• [Article]
⁂

A study of seventeen climate and energy policies - many of them national flagship programs - offers design guidelines for more effective policymaking and implementation. The benefit to be gained from better policy is clear: more rapid progress toward the objectives of the 2015 Paris Agreement and the United Nation’s SDGs.
In all cases studied, policies were driven by both climate and development concerns. Such policies can be challenging to design, implement, and monitor because of the requirement for coordination across sectors and implementing agencies.
Poor policy design can lead to a single dominant objective working to the disadvantage of other objectives. Often that dominant objective is linked to the agency tasked with its execution, e.g. an energy ministry which has little expertise in climate or development might fail to adequately meet additional goals.
IIASA researchers and colleagues from other institutions found that adhering to specific design principles can lead to more effective multiple-objective policies which deliver timely and desirable results. Current government organisational systems often act as a barrier to implementation, e.g. ministries working in silos with poor collaboration between different sectors and institutions. Opportunities for effective ways to promote progress towards additional policy goals are often missed.
There is no easy path to the targets set out in the Paris Agreement or the SDGs, but this study indicates that poor policy design and implementation is making the path longer and more difficult than it need be. Governments are correctly applying well founded science and technology to policy and target setting but failing to hit those multiple targets through lack of experience with multiple-objective policy design.
In most cases studied, a single objective dominates, often a core goal of the agency tasked with its execution. Other objectives are often only reflected in an implicit way, for instance, as a nice-to-have addition. Collaboration between different ministries, institutions, layers of bureaucracy, and industry are often not explicitly written into a policy. Trade-offs between different goals are rarely considered. The conclusion is that not just one dominant objective, but all policy objectives must be rigorously pursued and monitored while applying three major design principles.

⁂

• [Raw records]
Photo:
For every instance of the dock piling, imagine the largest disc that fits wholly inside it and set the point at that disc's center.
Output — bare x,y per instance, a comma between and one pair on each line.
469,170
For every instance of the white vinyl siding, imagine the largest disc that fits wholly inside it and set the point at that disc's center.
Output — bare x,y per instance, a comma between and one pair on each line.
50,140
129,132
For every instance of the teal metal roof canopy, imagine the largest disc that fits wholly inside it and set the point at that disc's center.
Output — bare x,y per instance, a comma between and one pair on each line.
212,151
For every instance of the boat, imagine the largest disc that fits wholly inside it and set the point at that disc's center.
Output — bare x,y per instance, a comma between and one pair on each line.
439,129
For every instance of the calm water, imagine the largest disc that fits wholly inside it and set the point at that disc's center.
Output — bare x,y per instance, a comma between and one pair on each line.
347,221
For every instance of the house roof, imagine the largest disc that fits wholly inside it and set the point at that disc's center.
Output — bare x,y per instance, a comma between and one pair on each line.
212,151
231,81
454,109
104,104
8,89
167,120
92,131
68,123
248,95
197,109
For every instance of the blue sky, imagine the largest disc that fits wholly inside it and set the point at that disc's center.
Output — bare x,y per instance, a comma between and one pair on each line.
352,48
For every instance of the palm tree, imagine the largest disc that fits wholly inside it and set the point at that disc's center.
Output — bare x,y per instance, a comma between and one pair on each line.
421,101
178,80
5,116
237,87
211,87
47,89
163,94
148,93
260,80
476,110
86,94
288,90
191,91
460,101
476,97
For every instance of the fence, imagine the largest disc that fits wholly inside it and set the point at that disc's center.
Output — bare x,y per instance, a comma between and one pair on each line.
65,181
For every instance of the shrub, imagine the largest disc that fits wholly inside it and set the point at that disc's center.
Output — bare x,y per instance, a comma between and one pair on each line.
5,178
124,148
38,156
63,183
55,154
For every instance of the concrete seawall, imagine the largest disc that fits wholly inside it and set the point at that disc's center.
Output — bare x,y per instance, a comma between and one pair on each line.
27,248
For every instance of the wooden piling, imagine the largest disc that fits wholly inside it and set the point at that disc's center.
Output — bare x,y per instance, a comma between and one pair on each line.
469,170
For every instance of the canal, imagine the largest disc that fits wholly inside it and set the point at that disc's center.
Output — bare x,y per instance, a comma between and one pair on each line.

⁂

• [Problem requirements]
In the article about climate and energy policy design, what often acts as a barrier to implementation? Please answer briefly.

• [Expected answer]
Current government organisational systems, such as ministries working in silos with poor collaboration between different sectors and institutions.